I found the reference for that 1,000,000 number a bit too late -- according
to this more recent paper from Koehn, it's more like 15,000,000 tokens for
NMT to meet phrase-based MT, and they omit syntax-based.

https://arxiv.org/pdf/1706.03872.pdf

-John

On Sun, Jul 2, 2017 at 12:38 PM, John Hewitt <john...@seas.upenn.edu> wrote:

> I've talked with the ModernMT people; they're well aware that they're in a
> neural MT world, and they also know that there's a sizable market for
> non-neural MT solutions.
> To back this up -- Philipp Koehn gave a talk in March on comparing
> phrase-based, syntax-based, and neural MT in low-resource settings, that
> is, when the amount of bilingual text to train on is small.
>
> Neural MT needs (if I remember correctly) about 1,000,000 tokens of
> training data to outpace syntax-based MT.
> Many language pairs (and, for that matter, domains within a single
> language pair) do not meet that requirement, and in those cases
> syntax-based MT performs best.

WRITTEN INSTRUCTION A: Rewrite the whole listing below as a JSON list of strings, one string per line, with blank lines dropped. Leave the pictures out of the answer.

ENTRIES SUPPLIED:
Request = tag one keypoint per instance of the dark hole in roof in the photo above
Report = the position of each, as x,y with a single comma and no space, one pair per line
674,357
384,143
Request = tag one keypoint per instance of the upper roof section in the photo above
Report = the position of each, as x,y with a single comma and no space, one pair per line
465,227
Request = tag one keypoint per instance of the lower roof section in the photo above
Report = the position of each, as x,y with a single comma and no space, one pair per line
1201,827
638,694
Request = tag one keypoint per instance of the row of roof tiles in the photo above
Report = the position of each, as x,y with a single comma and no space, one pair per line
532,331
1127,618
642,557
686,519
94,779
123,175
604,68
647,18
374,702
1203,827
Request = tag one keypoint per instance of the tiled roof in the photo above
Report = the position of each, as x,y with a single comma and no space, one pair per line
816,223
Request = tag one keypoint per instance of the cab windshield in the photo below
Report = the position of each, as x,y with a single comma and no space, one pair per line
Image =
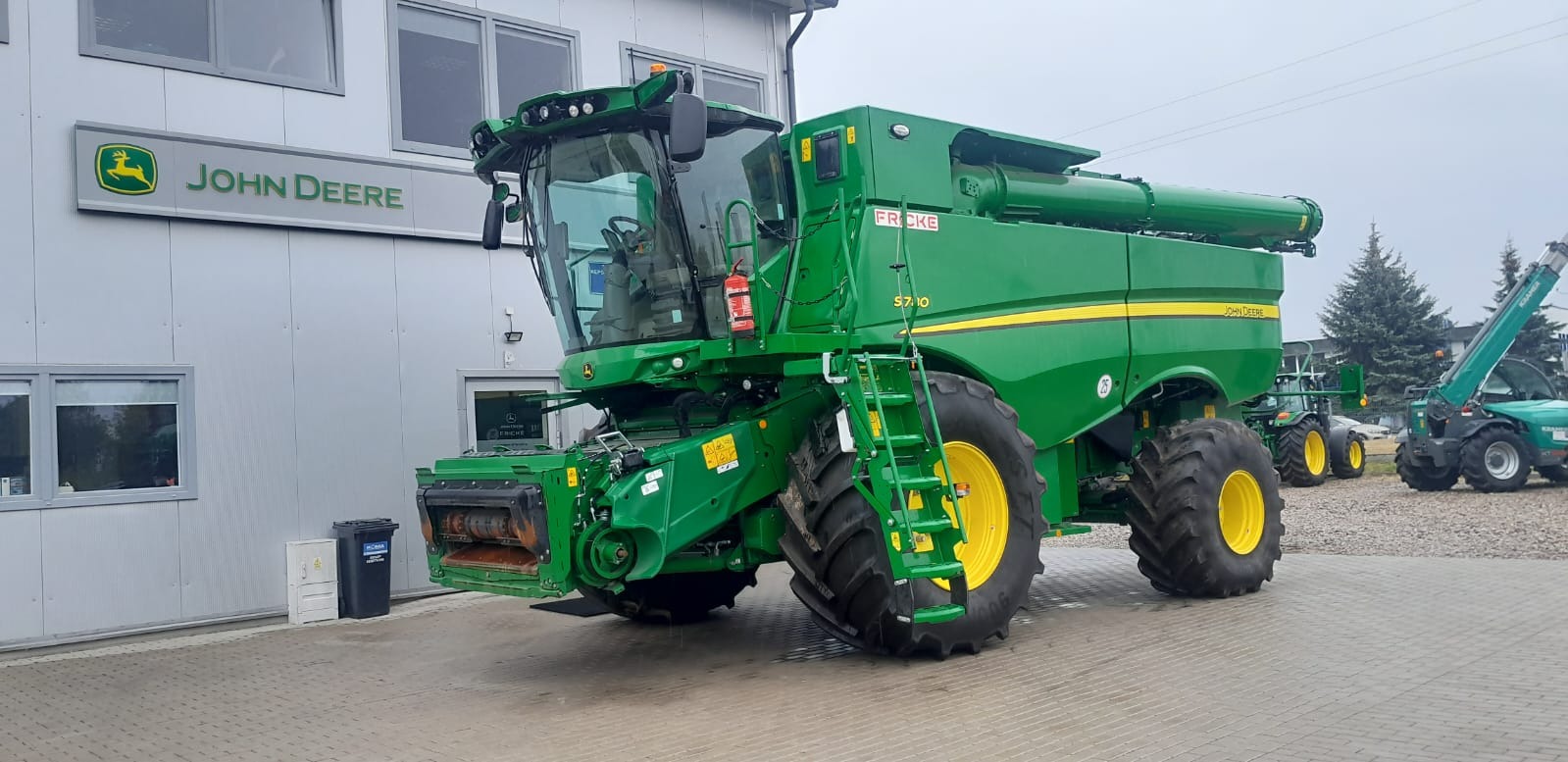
623,257
1517,381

WRITTEN INSTRUCTION B: Carry on the email about neural and syntax-based machine translation from its last line.

WRITTEN RESPONSE A:
[
  "Request = tag one keypoint per instance of the dark hole in roof in the photo above",
  "Report = the position of each, as x,y with a single comma and no space, one pair per line",
  "674,357",
  "384,143",
  "Request = tag one keypoint per instance of the upper roof section in the photo above",
  "Report = the position of each, as x,y with a single comma and no space, one pair per line",
  "465,227",
  "Request = tag one keypoint per instance of the lower roof section in the photo above",
  "Report = the position of each, as x,y with a single comma and no space, one pair per line",
  "1201,827",
  "638,694",
  "Request = tag one keypoint per instance of the row of roof tiles in the photo above",
  "Report = the position of each, as x,y with a single comma and no space, one pair per line",
  "532,331",
  "1127,618",
  "642,557",
  "686,519",
  "94,779",
  "123,175",
  "604,68",
  "647,18",
  "374,702",
  "1203,827",
  "Request = tag one keypoint per instance of the tiled roof in the photo above",
  "Report = the position of each, as x,y with a single comma and no space, one pair per line",
  "816,223",
  "Request = tag one keypoint per instance of the cab windshield in the photo below",
  "Report = the position of each, as x,y with a single comma and no space, one pair per line",
  "Image =",
  "623,257",
  "1517,381"
]

WRITTEN RESPONSE B:
>
> That being said, there are some cool opportunities to combine neural and
> syntax-based MT. I can't commit the work hours right now, necessarily, but
> I've worked with xnmt <https://github.com/neulab/xnmt>, an MIT-licensed
> neural MT library that is purpose-built to be highly modular. It may offer
> some good opportunities to make an ensemble system.
>
> On Sun, Jul 2, 2017 at 4:22 AM, Tommaso Teofili <tommaso.teof...@gmail.com
> > wrote:
>
>> I think it's interesting as it extends some features that also Joshua has,
>> it's open source and has good results compared with NMT.
>>
>> Tommaso
>>
>> Il giorno sab 1 lug 2017 alle ore 18:56 Suneel Marthi <
>> suneel.mar...@gmail.com> ha scritto:
>>
>> > Is this the latest/greatest paper around MT @tommaso ??
>> >
>> > On Sat, Jul 1, 2017 at 7:55 AM, Tommaso Teofili <
>> tommaso.teof...@gmail.com
>> > >
>> > wrote:
>> >
>> > > I accidentally found the paper about mmt [1]
>> > >
>> > > [1] :
>> > > https://ufal.mff.cuni.cz/eamt2017/user-project-product-
>> > > papers/papers/user/EAMT2017_paper_88.pdf
>> > >
>> > > Il giorno gio 1 dic 2016 alle ore 22:19 Mattmann, Chris A (3010) <
>> > > chris.a.mattm...@jpl.nasa.gov> ha scritto:
>> > >
>> > > > Guys I want to point you at the DARPA D3M program:
>> > > >
>> > > > http://www.darpa.mil/program/data-driven-discovery-of-models
>> > > >
>> > > > I’m part of the Government Team for the program. This will be a good
>> > > > connection
>> > > > to have b/c it’s focused on automatically doing model and code
>> building
>> > > > for ML based
>> > > > approaches.
>> > > >
>> > > >
>> > > > ++++++++++++++++++++++++++++++++++++++++++++++++++++++++++++++++++
>> > > > Chris Mattmann, Ph.D.
>> > > > Principal Data Scientist, Engineering Administrative Office (3010)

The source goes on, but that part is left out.